Description of the task:
Please update the entries from the start through the line containing "box: [0, 115, 35, 119]", inclusive, and give them again with "rough mask" replaced by "coarse mask" and nothing else altered.

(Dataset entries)
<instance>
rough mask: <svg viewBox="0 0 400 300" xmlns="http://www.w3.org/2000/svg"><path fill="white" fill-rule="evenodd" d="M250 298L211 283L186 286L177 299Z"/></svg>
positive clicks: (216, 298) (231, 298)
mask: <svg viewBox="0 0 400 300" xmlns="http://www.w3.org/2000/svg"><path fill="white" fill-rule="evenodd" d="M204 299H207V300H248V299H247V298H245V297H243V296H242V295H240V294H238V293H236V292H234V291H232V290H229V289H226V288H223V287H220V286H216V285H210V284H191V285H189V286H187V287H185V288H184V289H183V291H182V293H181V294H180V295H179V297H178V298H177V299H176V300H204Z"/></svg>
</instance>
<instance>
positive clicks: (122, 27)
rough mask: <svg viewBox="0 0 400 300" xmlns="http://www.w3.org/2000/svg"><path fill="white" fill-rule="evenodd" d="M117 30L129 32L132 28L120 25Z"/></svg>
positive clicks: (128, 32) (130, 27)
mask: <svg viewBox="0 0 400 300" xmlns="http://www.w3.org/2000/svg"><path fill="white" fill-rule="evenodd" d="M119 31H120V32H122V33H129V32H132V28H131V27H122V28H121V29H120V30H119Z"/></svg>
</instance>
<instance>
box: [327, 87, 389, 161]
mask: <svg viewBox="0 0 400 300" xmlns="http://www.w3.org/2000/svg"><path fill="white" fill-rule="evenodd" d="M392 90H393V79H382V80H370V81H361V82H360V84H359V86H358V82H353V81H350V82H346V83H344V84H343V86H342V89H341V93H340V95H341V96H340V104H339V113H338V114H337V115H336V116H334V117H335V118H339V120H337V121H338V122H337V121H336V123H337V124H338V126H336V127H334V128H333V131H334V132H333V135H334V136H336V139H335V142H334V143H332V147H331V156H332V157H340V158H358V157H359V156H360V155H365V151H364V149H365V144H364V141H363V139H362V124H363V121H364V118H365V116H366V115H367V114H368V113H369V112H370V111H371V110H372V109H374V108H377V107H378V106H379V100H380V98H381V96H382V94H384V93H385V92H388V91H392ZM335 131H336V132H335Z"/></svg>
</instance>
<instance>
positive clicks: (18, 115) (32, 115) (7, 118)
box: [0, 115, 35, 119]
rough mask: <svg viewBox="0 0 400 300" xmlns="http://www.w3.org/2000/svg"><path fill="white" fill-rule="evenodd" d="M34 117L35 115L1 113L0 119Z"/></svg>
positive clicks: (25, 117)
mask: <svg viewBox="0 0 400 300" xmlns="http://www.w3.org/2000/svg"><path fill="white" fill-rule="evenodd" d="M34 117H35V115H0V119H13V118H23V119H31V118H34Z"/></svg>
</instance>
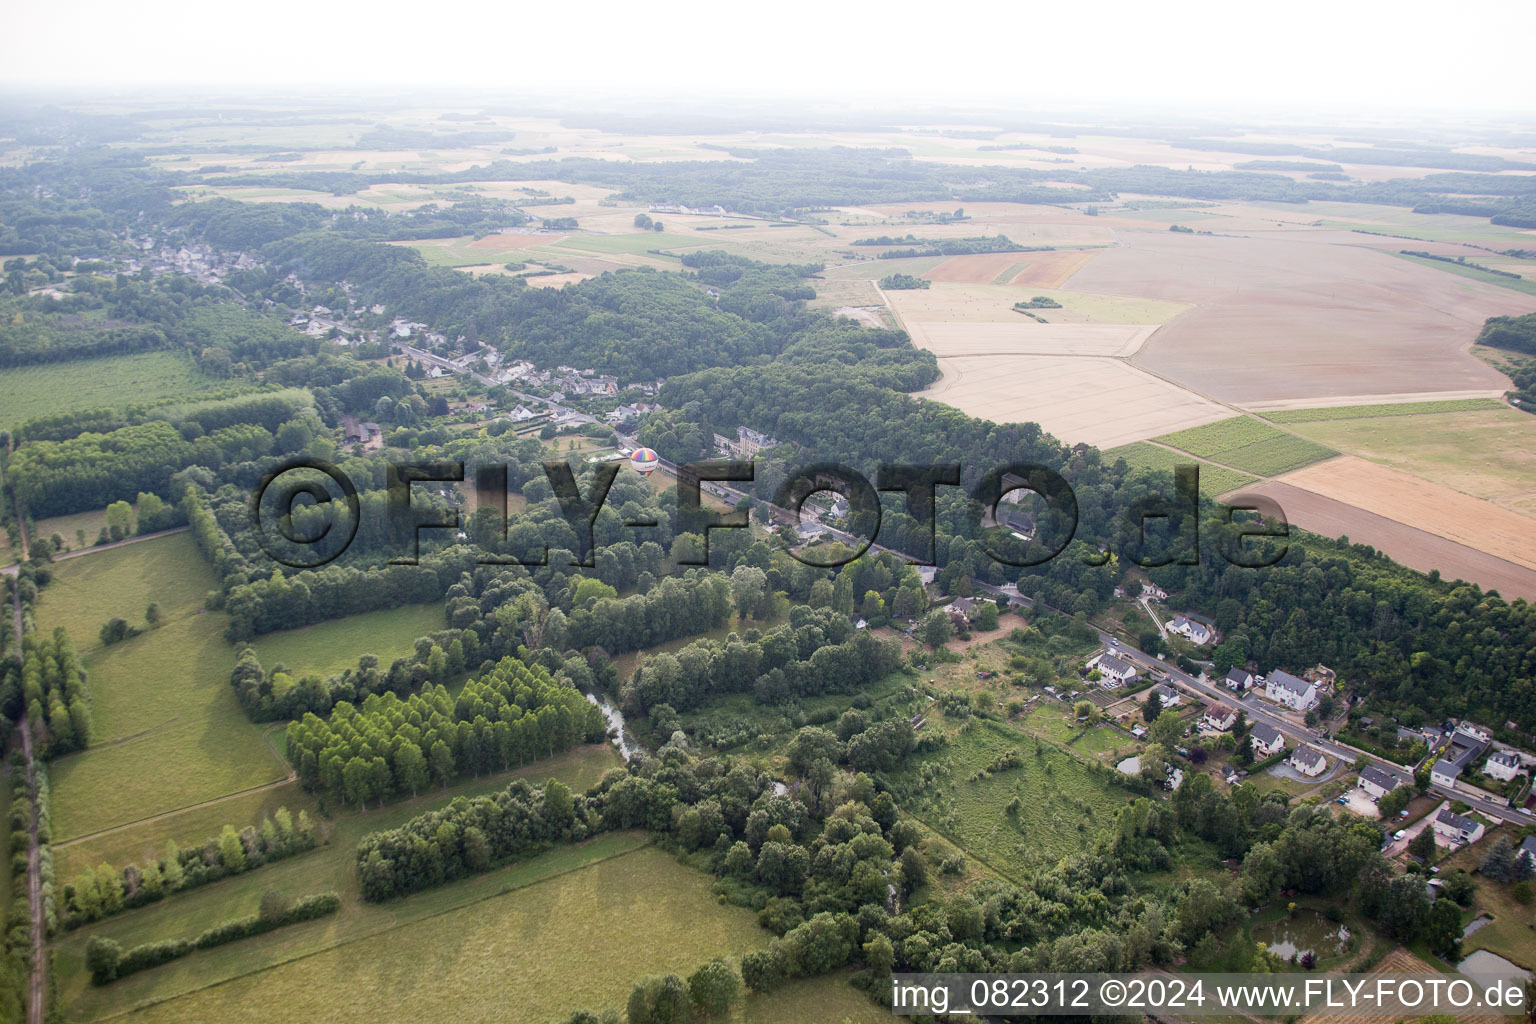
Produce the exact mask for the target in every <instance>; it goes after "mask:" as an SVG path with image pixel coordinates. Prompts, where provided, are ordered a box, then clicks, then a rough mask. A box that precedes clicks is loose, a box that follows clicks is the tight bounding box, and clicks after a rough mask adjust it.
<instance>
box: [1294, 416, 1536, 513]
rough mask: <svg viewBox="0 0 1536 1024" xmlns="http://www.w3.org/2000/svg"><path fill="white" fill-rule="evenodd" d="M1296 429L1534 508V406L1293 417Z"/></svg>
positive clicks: (1395, 468)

Exercise output:
<instance>
coarse mask: <svg viewBox="0 0 400 300" xmlns="http://www.w3.org/2000/svg"><path fill="white" fill-rule="evenodd" d="M250 298L211 283L186 286L177 299Z"/></svg>
positive clicks: (216, 298) (231, 298)
mask: <svg viewBox="0 0 400 300" xmlns="http://www.w3.org/2000/svg"><path fill="white" fill-rule="evenodd" d="M204 299H207V300H248V299H247V298H245V297H243V296H242V295H240V294H238V293H236V292H234V291H232V290H229V289H226V288H223V287H220V286H216V285H210V284H191V285H189V286H187V287H185V288H184V289H183V291H182V293H181V294H180V295H179V297H178V298H177V299H176V300H204Z"/></svg>
</instance>
<instance>
positive clicks: (122, 27)
coarse mask: <svg viewBox="0 0 400 300" xmlns="http://www.w3.org/2000/svg"><path fill="white" fill-rule="evenodd" d="M117 30L129 32L132 28L120 25Z"/></svg>
positive clicks: (128, 32) (130, 27)
mask: <svg viewBox="0 0 400 300" xmlns="http://www.w3.org/2000/svg"><path fill="white" fill-rule="evenodd" d="M119 31H120V32H122V33H129V32H132V28H131V27H122V28H121V29H120V30H119Z"/></svg>
</instance>
<instance>
box: [327, 87, 389, 161]
mask: <svg viewBox="0 0 400 300" xmlns="http://www.w3.org/2000/svg"><path fill="white" fill-rule="evenodd" d="M392 90H393V79H382V80H370V81H361V82H360V84H359V86H358V82H353V81H350V82H346V83H344V84H343V86H342V89H341V93H340V95H341V96H340V104H339V113H338V114H337V115H336V116H334V117H335V118H339V120H337V121H338V122H337V121H336V123H337V124H338V126H336V127H334V128H333V131H334V132H333V135H334V136H336V139H335V142H334V143H332V147H331V156H332V157H340V158H358V157H359V156H360V155H365V151H364V149H365V144H364V141H363V139H362V124H363V121H364V118H365V116H366V115H367V114H368V113H369V112H370V111H371V110H372V109H374V108H377V107H378V106H379V100H380V98H381V96H382V94H384V93H385V92H388V91H392ZM335 131H336V132H335Z"/></svg>
</instance>
<instance>
positive clicks: (18, 115) (32, 115) (7, 118)
box: [0, 115, 35, 119]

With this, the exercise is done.